Please give the entries again in full and exactly, without any picture.

╭─ The data

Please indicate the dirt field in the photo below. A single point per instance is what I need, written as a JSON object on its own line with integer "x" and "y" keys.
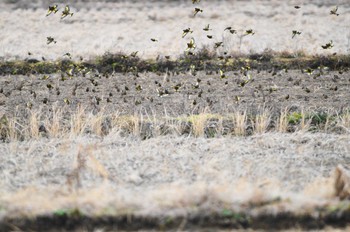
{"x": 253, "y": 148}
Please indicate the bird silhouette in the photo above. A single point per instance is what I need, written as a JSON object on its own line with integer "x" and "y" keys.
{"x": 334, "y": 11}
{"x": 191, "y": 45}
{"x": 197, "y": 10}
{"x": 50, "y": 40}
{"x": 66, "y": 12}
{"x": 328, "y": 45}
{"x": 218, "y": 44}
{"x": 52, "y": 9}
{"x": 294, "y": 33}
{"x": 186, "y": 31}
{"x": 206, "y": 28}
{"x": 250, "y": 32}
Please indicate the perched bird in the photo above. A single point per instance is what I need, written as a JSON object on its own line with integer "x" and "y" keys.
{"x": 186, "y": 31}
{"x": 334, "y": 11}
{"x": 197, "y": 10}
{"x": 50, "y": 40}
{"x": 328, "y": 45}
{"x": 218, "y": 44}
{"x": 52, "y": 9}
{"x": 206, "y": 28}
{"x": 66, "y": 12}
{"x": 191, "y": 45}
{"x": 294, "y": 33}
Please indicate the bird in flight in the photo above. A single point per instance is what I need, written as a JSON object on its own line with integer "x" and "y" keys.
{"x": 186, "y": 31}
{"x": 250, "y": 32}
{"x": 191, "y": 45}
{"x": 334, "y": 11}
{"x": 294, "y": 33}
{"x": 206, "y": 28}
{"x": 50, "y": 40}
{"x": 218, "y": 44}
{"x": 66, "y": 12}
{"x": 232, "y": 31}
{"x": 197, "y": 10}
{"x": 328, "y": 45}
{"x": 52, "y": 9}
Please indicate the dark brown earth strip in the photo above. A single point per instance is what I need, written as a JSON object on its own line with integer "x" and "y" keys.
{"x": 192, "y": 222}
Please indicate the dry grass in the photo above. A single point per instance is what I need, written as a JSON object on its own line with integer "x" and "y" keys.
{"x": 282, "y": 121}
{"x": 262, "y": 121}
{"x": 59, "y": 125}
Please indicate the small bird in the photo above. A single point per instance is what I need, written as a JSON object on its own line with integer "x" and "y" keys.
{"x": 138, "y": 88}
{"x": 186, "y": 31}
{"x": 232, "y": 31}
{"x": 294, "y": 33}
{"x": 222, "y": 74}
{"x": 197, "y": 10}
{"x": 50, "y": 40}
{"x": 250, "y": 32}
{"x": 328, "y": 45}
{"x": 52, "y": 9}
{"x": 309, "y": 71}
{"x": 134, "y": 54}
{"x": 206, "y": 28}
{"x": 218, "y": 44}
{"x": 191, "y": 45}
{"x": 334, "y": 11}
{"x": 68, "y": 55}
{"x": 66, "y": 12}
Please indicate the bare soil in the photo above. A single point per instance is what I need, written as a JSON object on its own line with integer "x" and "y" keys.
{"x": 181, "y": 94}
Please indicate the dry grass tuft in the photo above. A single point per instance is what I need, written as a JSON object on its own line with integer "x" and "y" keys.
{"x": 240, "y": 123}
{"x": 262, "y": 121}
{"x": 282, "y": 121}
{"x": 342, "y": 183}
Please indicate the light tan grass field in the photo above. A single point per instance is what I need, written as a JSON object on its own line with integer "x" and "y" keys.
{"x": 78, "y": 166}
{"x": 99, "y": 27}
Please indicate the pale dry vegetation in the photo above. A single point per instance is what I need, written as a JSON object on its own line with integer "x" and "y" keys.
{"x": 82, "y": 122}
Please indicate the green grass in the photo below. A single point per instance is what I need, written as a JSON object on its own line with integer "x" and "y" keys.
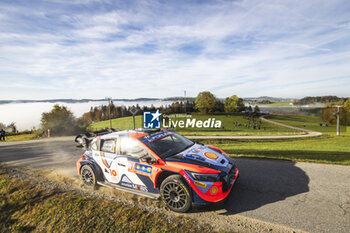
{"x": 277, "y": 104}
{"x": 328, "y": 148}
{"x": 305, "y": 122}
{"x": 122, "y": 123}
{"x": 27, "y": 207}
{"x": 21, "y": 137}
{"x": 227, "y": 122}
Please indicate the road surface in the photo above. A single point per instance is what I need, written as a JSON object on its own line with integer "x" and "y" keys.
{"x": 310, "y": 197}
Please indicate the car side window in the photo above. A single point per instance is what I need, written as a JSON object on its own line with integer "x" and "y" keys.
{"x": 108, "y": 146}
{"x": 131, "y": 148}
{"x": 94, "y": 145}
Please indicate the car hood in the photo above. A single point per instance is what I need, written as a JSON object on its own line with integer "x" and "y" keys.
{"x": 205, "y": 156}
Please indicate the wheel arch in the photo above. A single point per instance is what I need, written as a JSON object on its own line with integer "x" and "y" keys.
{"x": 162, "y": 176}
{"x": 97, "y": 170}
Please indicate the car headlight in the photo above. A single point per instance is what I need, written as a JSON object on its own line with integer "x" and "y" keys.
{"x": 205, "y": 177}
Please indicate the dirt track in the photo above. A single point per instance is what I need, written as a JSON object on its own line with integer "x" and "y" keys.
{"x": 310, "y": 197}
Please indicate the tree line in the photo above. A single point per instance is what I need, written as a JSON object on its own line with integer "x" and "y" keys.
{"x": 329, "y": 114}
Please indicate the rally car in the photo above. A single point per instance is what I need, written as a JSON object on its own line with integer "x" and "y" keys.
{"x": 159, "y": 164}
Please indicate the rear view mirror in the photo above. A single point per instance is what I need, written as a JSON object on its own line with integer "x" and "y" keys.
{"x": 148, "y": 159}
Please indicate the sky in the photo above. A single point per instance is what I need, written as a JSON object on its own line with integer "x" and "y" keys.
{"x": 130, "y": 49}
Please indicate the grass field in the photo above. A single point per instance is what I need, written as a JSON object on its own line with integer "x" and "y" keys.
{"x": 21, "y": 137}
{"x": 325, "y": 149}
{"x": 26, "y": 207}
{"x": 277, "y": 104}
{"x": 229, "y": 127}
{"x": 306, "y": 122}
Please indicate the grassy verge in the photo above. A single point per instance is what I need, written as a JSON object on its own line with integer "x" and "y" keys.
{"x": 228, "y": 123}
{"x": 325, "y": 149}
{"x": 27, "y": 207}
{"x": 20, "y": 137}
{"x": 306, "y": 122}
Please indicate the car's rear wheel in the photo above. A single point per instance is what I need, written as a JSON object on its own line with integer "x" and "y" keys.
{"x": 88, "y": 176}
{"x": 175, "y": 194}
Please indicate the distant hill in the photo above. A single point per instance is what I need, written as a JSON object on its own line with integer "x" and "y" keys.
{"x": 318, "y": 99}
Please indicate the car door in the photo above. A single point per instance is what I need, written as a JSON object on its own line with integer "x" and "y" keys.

╰─

### Answer for the task
Please indicate the dirt field in the photo below. A single point per instance is what I need, written as a JSON object on its own line with integer "x" and "y" keys.
{"x": 253, "y": 148}
Please indicate the bird silhouette in the photo above. A single point per instance is what I need, written as a JSON object on its own line with integer "x" and "y" keys.
{"x": 334, "y": 11}
{"x": 191, "y": 45}
{"x": 197, "y": 10}
{"x": 50, "y": 40}
{"x": 66, "y": 12}
{"x": 328, "y": 45}
{"x": 218, "y": 44}
{"x": 52, "y": 9}
{"x": 294, "y": 33}
{"x": 186, "y": 31}
{"x": 206, "y": 28}
{"x": 250, "y": 32}
Please indicate the perched bird in the photo above. A single point per instance is what I need, written as a JSON object on its own line with integer "x" and "y" keys.
{"x": 186, "y": 31}
{"x": 334, "y": 11}
{"x": 197, "y": 10}
{"x": 50, "y": 40}
{"x": 328, "y": 45}
{"x": 218, "y": 44}
{"x": 52, "y": 9}
{"x": 206, "y": 28}
{"x": 66, "y": 12}
{"x": 191, "y": 45}
{"x": 294, "y": 33}
Please indicate the bird in flight in the photo above. A single point per instance is what I need, written as a JSON object on its own line with integer "x" and "y" keys.
{"x": 186, "y": 31}
{"x": 250, "y": 32}
{"x": 191, "y": 45}
{"x": 334, "y": 11}
{"x": 294, "y": 33}
{"x": 206, "y": 28}
{"x": 50, "y": 40}
{"x": 218, "y": 44}
{"x": 66, "y": 12}
{"x": 232, "y": 31}
{"x": 197, "y": 10}
{"x": 328, "y": 45}
{"x": 52, "y": 9}
Please indicate the dark brown earth strip in the photo above. A single point per instance is what I need, written as a JSON object on its own line with integer "x" and "y" keys.
{"x": 192, "y": 222}
Please indicate the dry grass in the photo above. A single point per instance is what I need, written as a JSON object on its own line with integer "x" and "y" keys.
{"x": 282, "y": 121}
{"x": 262, "y": 121}
{"x": 59, "y": 125}
Please indicate the small bird in the photo above. A single point per instance is what I need, written as a JSON object on its own line with integer "x" and "y" keys.
{"x": 138, "y": 88}
{"x": 186, "y": 31}
{"x": 232, "y": 31}
{"x": 294, "y": 33}
{"x": 222, "y": 74}
{"x": 197, "y": 10}
{"x": 50, "y": 40}
{"x": 250, "y": 32}
{"x": 328, "y": 45}
{"x": 52, "y": 9}
{"x": 309, "y": 71}
{"x": 134, "y": 54}
{"x": 206, "y": 28}
{"x": 218, "y": 44}
{"x": 191, "y": 45}
{"x": 334, "y": 11}
{"x": 68, "y": 55}
{"x": 66, "y": 12}
Please indicate the bare soil in the photo above. A single point per instance is what I need, written as a JSON object on its own line with integer "x" and "y" keys.
{"x": 181, "y": 94}
Please indicate the dry grass tuft in the photo above. A single point per instance is what I need, written as a JSON object on its own line with integer "x" and "y" keys.
{"x": 240, "y": 123}
{"x": 262, "y": 121}
{"x": 282, "y": 121}
{"x": 342, "y": 183}
Please indicate the light tan grass field in the photo above. A single point per instance is what I need, written as a JSON object on its own line with integer "x" and "y" keys.
{"x": 78, "y": 166}
{"x": 99, "y": 27}
Please indicate the pale dry vegetation in the photo above. A single point per instance is what I need, written as a JSON object on its own line with integer "x" and "y" keys.
{"x": 82, "y": 122}
Please indicate the green grass in the photo below. A single point per instance is what I need, written as a JSON object on its own line with integer "x" and "y" keys.
{"x": 277, "y": 104}
{"x": 328, "y": 148}
{"x": 305, "y": 122}
{"x": 122, "y": 123}
{"x": 27, "y": 207}
{"x": 21, "y": 137}
{"x": 227, "y": 122}
Please indicate the road surface in the photo above. A single point per instance is what I need, written as a JSON object on its own line with integer "x" and "y" keys.
{"x": 310, "y": 197}
Please indicate the car side window in the photo above. A single point per instance is what I need, written as a JSON object on its own line with integer "x" and "y" keys.
{"x": 108, "y": 146}
{"x": 131, "y": 148}
{"x": 94, "y": 145}
Please indicate the car hood in the photo above. A single point per instance is what I need, written as a JSON object on its own line with integer "x" and "y" keys.
{"x": 205, "y": 156}
Please indicate the wheel arch in the photo above. A single point per instance is what I need, written as a JSON object on its own line with integer "x" and "y" keys.
{"x": 162, "y": 176}
{"x": 97, "y": 170}
Please indicate the car headlight in the photo above. A single point per instance is what I need, written as a JSON object on its own line with integer "x" and "y" keys.
{"x": 205, "y": 177}
Please indicate the dirt track in the photo above. A single point per instance is what I need, written as a JSON object on its own line with integer "x" and "y" keys.
{"x": 310, "y": 197}
Please indicate the tree line in the photo above. A single point per instance is what I need, written as a JSON object on its own line with integer "x" and "y" keys.
{"x": 329, "y": 114}
Please indicate the rally car in the photo above. A single point per instance is what I need, written as a JSON object on its own line with integer "x" and "y" keys.
{"x": 159, "y": 164}
Please indicate the rear view mirror in the photo above. A single point per instance is what I need, written as a JSON object on its own line with integer "x" and "y" keys.
{"x": 148, "y": 159}
Please indicate the sky in the photo above. A single point per instance is what I need, written as a JSON object on its own line with integer "x" and "y" keys.
{"x": 130, "y": 49}
Please indicate the grass field in the photo above. A single point per instance is what I need, written as a JSON object on its own line with integer "x" and "y" keys.
{"x": 21, "y": 137}
{"x": 325, "y": 149}
{"x": 26, "y": 207}
{"x": 277, "y": 104}
{"x": 229, "y": 127}
{"x": 306, "y": 122}
Please indicate the grassy verge in the photo above. A single point per instance is what I need, written as a JSON object on its own line with integer "x" and "y" keys.
{"x": 228, "y": 123}
{"x": 325, "y": 149}
{"x": 27, "y": 207}
{"x": 20, "y": 137}
{"x": 306, "y": 122}
Please indicate the car's rear wheel in the photo above. A single point per instance is what I need, written as a JSON object on its own line with integer "x" and "y" keys.
{"x": 88, "y": 176}
{"x": 175, "y": 194}
Please indicate the distant hill in the photo above. A single point per instance is what I need, written as a JSON object on its own line with integer "x" and "y" keys.
{"x": 318, "y": 99}
Please indicate the car door in the photo above. A single point per instance is what I need, written as a JSON object on its own line with integer "x" and "y" keys.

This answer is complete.